## [WHAT YOU WILL DO]
Reproduce the lines below verbatim, without changing anything.

━━ LISTED ENTRIES

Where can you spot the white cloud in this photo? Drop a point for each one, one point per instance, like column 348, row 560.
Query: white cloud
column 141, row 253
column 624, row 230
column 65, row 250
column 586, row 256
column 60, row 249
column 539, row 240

━━━━

## [FINAL ANSWER]
Where can you spot the white cloud in this photo? Drop a point for each one, one point per instance, like column 348, row 560.
Query: white cloud
column 141, row 253
column 624, row 230
column 65, row 250
column 586, row 256
column 60, row 249
column 539, row 240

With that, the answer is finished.